Referring expression data:
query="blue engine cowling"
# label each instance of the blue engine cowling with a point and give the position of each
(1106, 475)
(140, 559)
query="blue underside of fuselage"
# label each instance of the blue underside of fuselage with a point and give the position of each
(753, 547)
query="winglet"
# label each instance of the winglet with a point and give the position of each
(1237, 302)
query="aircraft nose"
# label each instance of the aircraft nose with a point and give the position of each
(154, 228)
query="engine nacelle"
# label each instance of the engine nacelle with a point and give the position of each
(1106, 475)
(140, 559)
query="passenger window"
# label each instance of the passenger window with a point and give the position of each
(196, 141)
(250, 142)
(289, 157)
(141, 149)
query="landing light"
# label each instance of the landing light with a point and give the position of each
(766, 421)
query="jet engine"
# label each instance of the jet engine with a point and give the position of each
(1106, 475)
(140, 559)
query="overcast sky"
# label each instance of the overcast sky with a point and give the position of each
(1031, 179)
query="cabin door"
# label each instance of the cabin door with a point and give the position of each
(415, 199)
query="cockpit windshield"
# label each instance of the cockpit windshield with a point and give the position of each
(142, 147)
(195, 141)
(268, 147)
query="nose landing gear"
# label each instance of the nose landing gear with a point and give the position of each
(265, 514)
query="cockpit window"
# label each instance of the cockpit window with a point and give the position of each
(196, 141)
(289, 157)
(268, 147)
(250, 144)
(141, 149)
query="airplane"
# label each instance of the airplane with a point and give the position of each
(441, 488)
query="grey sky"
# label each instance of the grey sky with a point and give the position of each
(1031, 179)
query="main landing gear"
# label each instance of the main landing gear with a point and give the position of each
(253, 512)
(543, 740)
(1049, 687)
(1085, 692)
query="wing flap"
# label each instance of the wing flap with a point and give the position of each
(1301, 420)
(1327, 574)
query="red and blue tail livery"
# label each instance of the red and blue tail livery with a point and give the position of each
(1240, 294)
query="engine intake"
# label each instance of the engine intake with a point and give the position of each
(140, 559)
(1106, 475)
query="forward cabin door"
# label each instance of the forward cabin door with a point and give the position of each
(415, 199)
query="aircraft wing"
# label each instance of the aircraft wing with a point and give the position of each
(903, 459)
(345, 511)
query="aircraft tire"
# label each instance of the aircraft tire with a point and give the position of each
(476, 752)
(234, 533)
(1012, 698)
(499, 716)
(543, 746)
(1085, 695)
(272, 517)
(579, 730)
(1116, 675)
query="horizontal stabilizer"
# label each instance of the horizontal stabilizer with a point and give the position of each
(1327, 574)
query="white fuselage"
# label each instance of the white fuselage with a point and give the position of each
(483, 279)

- _Task instructions_:
Take the entries above and set them all down again exactly as they read.

- _Your solution_:
query="blue engine cowling"
# label each instance of the blue engine cowling with a point and give the position of each
(1106, 475)
(140, 559)
query="blue underside of fuselage"
# label each instance of the blue underside of fuselage with a point and give the position of each
(753, 547)
query="winglet"
# label each instance of the winglet with a point and give the position of each
(1237, 302)
query="aircraft nose"
# label each instance of the aircraft nose with a point and give the position of each
(154, 228)
query="engine nacelle"
# label each instance of the engine nacelle with a point and give the position of each
(1106, 475)
(140, 559)
query="passenger window"
# label each instance of the passenger window with a point and give the position of each
(196, 141)
(250, 142)
(289, 157)
(141, 149)
query="landing light"
# label each instance of the landing light with a point and give the position of each
(766, 421)
query="jet engine"
# label each instance of the jet engine with a point and give the position of each
(1106, 475)
(140, 559)
query="overcast sky"
# label each instance of the overcast sky with a point and give the position of each
(1031, 179)
query="cabin door"
# label each instance of the cabin door with a point and give the position of each
(415, 199)
query="cockpit windshield"
# label each instance of the cockpit windshield with a point and give the position of each
(142, 147)
(195, 141)
(268, 147)
query="nose landing gear"
# label each instance of the nose landing gear with a point and give the position of each
(265, 514)
query="cockpit window"
# label each instance of the cockpit window with a point and give the position of each
(196, 141)
(289, 157)
(268, 147)
(250, 144)
(141, 149)
query="airplane"
# label each instance of the airplane with a point and give the position of each
(441, 488)
query="grey sky"
# label each instance of the grey sky with a point and give the position of each
(1031, 179)
query="main landing gear"
# label each instance of the main landing gear with a point and give the position of each
(253, 512)
(543, 740)
(1049, 687)
(1085, 692)
query="wing flap"
# label each instance of the wing flap with a point and give the position of each
(1301, 420)
(1327, 574)
query="red and blue tail livery"
# label each instance of the red and blue tail livery with a point and give the position of each
(1240, 294)
query="engine intake"
# label each instance of the engine intake with a point and give the position of each
(140, 559)
(1106, 475)
query="forward cabin door"
# label each instance of the forward cabin door with a point and give the position of each
(415, 199)
query="aircraft wing"
# label each instance of the aircraft wing with a point and give the position of each
(903, 459)
(345, 511)
query="aircraft tire"
# label each instance of the aircraft tire with a point and give the position of each
(476, 752)
(234, 533)
(1012, 698)
(499, 716)
(543, 746)
(1085, 695)
(272, 517)
(579, 730)
(1116, 675)
query="horizontal stabilizer"
# label each instance of the horizontal stabilizer with a point and give the position of each
(1327, 574)
query="white fuselage"
# label each instance of the white fuselage with a point and give the position of each
(483, 279)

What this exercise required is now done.